◆ **TASK ITEM**:
Restate, word for word, each entry that follows, but skip its pictures.

◆ **EXTRACTED INFORMATION**:
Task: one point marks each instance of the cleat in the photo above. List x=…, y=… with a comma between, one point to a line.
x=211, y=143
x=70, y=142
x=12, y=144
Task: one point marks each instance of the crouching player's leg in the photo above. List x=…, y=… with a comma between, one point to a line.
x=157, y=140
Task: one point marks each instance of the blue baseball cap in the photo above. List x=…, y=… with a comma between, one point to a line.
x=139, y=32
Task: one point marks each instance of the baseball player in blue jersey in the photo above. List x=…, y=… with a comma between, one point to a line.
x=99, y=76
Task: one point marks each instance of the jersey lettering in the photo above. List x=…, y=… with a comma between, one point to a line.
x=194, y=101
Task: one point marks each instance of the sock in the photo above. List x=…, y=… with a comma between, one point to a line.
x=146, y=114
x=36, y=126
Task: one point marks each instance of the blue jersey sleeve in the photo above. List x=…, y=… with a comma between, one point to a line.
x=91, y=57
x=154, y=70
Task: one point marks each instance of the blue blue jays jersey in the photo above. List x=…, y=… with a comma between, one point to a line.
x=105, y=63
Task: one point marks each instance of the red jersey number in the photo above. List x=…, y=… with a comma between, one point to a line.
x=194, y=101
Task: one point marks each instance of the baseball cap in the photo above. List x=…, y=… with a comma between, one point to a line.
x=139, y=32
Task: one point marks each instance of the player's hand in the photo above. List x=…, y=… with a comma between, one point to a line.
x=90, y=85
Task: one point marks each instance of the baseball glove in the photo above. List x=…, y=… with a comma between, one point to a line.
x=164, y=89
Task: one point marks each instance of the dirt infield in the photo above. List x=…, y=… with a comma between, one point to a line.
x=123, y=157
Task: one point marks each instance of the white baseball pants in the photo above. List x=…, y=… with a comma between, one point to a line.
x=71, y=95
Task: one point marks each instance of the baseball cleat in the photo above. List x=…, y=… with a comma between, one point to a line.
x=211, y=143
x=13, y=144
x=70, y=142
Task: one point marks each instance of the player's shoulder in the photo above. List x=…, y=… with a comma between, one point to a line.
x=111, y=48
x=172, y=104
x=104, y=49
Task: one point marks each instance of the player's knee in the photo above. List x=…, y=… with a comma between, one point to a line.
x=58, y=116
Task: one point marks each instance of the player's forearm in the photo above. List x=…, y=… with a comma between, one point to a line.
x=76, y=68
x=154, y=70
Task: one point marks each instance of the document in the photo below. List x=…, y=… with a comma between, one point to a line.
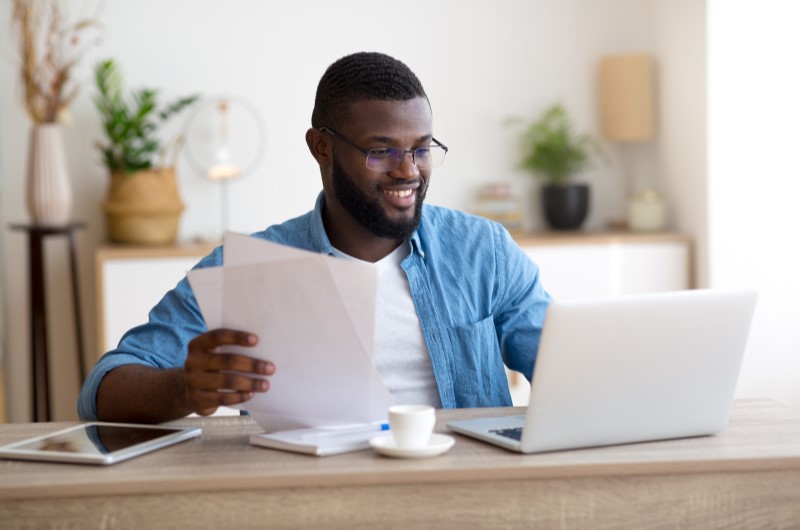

◆ **TASK RESULT**:
Task: one point marks each instance of the cleat in the photo above. List x=…, y=… with a comma between, one point to a line.
x=211, y=143
x=70, y=142
x=12, y=144
Task: one point marks each instance of the crouching player's leg in the photo above. List x=…, y=… with a comma between, one point to a line.
x=157, y=140
Task: one point marks each instance of the blue baseball cap in the photo above. List x=…, y=… with a comma between, one point to a line.
x=139, y=32
Task: one point marks each instance of the baseball player in blue jersey in the photo above. List x=…, y=… with a comma between, one point to a line.
x=99, y=76
Task: one point marks each instance of the jersey lettering in the photo above. List x=…, y=… with a comma between, one point to a line.
x=194, y=101
Task: one point marks each instance of the sock in the photo above. List x=…, y=… with a comma between, one point to a line.
x=146, y=114
x=36, y=126
Task: one point marks each instance of the blue jersey sleeve in the photo above. List x=…, y=… with a comma between, one point to a line.
x=91, y=57
x=154, y=70
Task: one point marks each instance of the blue blue jays jersey in the photo above. List x=…, y=… with a comma between, one point to a line.
x=105, y=63
Task: one point marks each instance of the red jersey number in the photo above. List x=…, y=… with a comma between, one point to a line.
x=194, y=101
Task: one point marks each instance of the baseball cap in the photo above. List x=…, y=… with a comma between, one point to a line.
x=139, y=32
Task: one point marks each instance of the player's hand in the photo above. List x=…, y=… with a comma between, one point to a line.
x=90, y=85
Task: one point marks each instance of the baseball glove in the photo above. List x=…, y=… with a comma between, one point to a line.
x=164, y=89
Task: one point marks each instance of the dirt infield in the photo above. List x=…, y=… with a comma between, one point to a line.
x=123, y=157
Task: one point marks each instance of the white baseball pants in the photo above. List x=…, y=… with a comma between, one point to a line.
x=71, y=95
Task: one point marks each instance of the baseball cleat in the photo above. List x=…, y=… with a comma between, one point to a line.
x=211, y=143
x=13, y=144
x=70, y=142
Task: one point marks each instance of the player's shoulder in the photo above. List x=…, y=… with a comma between, one point to a line.
x=111, y=48
x=172, y=104
x=104, y=49
Task: one point marks each instance of the player's knee in the photo above. List x=…, y=… with a comma between, one point to a line.
x=58, y=116
Task: one point marks each instance of the player's forearm in the photo above. List x=…, y=… with a comma between, one point to a line.
x=76, y=68
x=154, y=70
Task: one point marks each instance of the document in the photo below. List x=…, y=… with a comma between, one point to a line.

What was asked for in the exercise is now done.